◆ EXERCISE PASSAGE:
§

PhD Defense: Advancing Audio Processing in the Age of Large Language Models

Talk
Sreyan Ghosh
Time: 
04.20.2026 15:30 to 17:30
Location: 

Understanding audio, encompassing speech, non-speech sounds, and music, is fundamental for AI systems to interact effectively with the world, yet audio processing has historically lagged behind language and vision due to data scarcity, limited architectures, and the inherent complexity of auditory signals. Recent advances in Large Language Models (LLMs) have begun to bridge this gap, demonstrating promising capabilities in tasks ranging from Automatic Speech Recognition and audio captioning to open-ended question answering and complex reasoning. My dissertation advances audio processing in the age of LLMs through contributions in open model development, scalable data curation, robust audio representations, long-form understanding, expert-level evaluation, and omni-modal reasoning.
In this talk, I will present the Audio Flamingo series, a family of fully open large audio-language models we develop with novel architectures, training curricula, and internet-scale data curation strategies, including over 1 million hours of carefully curated audio of varying lengths, paired with skill-specific question-answer pairs, that achieve state-of-the-art results across over 20 benchmarks, surpassing both open-weight and closed-source models. I will discuss unified audio encoders such as AF-CLAP and AF-Whisper, trained on over 8 million audio-caption pairs, that bridge speech, sound, and music representation learning, and describe how we extend audio understanding from short clips to 30-minute contexts through new datasets, temporally grounded reasoning paradigms, and scaled training infrastructure. I will present Music Flamingo, which achieves expert-level music understanding through theory-grounded chain-of-thought reasoning and reinforcement learning, and UALM, which unifies audio understanding, generation, and reasoning within a single model. I will introduce expert-level benchmarks such as MMAU and MMAU-Pro, spanning over 10,000 and 5,000 annotated instances respectively, that reveal significant gaps between current models and human-level audio reasoning, with even the best models achieving only ~75% on MMAU where humans reach ~82%, and just ~58% on the more challenging MMAU-Pro.

§

◆ Saved entries:
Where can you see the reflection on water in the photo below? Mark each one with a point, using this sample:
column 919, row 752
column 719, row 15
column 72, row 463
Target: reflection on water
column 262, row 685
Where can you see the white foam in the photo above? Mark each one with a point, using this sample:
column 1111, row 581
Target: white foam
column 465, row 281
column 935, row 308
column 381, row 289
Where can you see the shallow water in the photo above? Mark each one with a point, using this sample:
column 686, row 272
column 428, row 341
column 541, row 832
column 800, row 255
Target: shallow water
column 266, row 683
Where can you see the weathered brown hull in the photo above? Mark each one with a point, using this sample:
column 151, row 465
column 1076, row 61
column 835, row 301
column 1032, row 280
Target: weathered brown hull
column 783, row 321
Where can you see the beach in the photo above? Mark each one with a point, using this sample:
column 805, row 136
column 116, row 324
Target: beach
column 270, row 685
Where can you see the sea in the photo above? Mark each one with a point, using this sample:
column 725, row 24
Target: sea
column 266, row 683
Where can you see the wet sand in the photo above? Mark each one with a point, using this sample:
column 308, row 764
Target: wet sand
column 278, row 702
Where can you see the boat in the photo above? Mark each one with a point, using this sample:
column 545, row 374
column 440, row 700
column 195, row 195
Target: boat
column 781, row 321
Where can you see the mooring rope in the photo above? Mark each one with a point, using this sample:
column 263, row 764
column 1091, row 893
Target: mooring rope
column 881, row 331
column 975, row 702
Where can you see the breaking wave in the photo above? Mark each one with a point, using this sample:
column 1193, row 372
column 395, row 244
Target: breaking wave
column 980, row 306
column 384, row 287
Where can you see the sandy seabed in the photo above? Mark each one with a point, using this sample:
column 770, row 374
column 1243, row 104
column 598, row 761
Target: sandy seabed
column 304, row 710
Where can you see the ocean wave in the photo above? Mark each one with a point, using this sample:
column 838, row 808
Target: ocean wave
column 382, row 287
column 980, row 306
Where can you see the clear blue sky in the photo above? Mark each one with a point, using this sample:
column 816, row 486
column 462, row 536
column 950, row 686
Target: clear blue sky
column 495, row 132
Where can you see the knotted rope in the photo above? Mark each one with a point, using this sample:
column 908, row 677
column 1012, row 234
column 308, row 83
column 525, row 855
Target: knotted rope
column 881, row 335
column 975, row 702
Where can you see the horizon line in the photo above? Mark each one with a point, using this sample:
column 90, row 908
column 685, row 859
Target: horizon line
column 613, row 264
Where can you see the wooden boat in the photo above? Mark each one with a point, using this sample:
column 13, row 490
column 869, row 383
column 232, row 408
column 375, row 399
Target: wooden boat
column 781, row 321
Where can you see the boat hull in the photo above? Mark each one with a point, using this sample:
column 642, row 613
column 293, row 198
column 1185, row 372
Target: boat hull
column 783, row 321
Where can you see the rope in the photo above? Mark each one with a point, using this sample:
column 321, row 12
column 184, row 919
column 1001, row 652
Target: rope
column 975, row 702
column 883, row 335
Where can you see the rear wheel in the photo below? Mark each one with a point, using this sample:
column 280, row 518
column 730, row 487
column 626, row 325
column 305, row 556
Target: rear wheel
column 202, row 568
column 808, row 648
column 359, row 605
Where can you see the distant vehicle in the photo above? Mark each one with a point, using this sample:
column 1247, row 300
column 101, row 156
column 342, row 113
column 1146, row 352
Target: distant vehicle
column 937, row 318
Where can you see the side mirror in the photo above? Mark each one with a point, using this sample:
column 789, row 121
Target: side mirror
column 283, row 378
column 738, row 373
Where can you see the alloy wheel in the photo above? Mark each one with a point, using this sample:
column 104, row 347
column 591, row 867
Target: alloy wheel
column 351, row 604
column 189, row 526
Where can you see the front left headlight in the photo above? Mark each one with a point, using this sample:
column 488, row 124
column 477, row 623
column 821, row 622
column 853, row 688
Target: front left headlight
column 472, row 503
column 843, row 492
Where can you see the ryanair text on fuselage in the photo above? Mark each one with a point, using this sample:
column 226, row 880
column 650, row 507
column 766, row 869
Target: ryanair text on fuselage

§

◆ TASK LIST:
1) According to the talk abstract, how many hours of curated audio went into the Audio Flamingo series?
2) Rewrite the stretch of the talk abstract from "Understanding audio, encompassing" through "and omni-modal reasoning.", changing "data scarcity" to "scarce training data".
The data have no connection to the talk abstract.

◆ ANSWERS FOR EACH ITEM:
1) Over 1 million hours.

2)
Understanding audio, encompassing speech, non-speech sounds, and music, is fundamental for AI systems to interact effectively with the world, yet audio processing has historically lagged behind language and vision due to scarce training data, limited architectures, and the inherent complexity of auditory signals. Recent advances in Large Language Models (LLMs) have begun to bridge this gap, demonstrating promising capabilities in tasks ranging from Automatic Speech Recognition and audio captioning to open-ended question answering and complex reasoning. My dissertation advances audio processing in the age of LLMs through contributions in open model development, scalable data curation, robust audio representations, long-form understanding, expert-level evaluation, and omni-modal reasoning.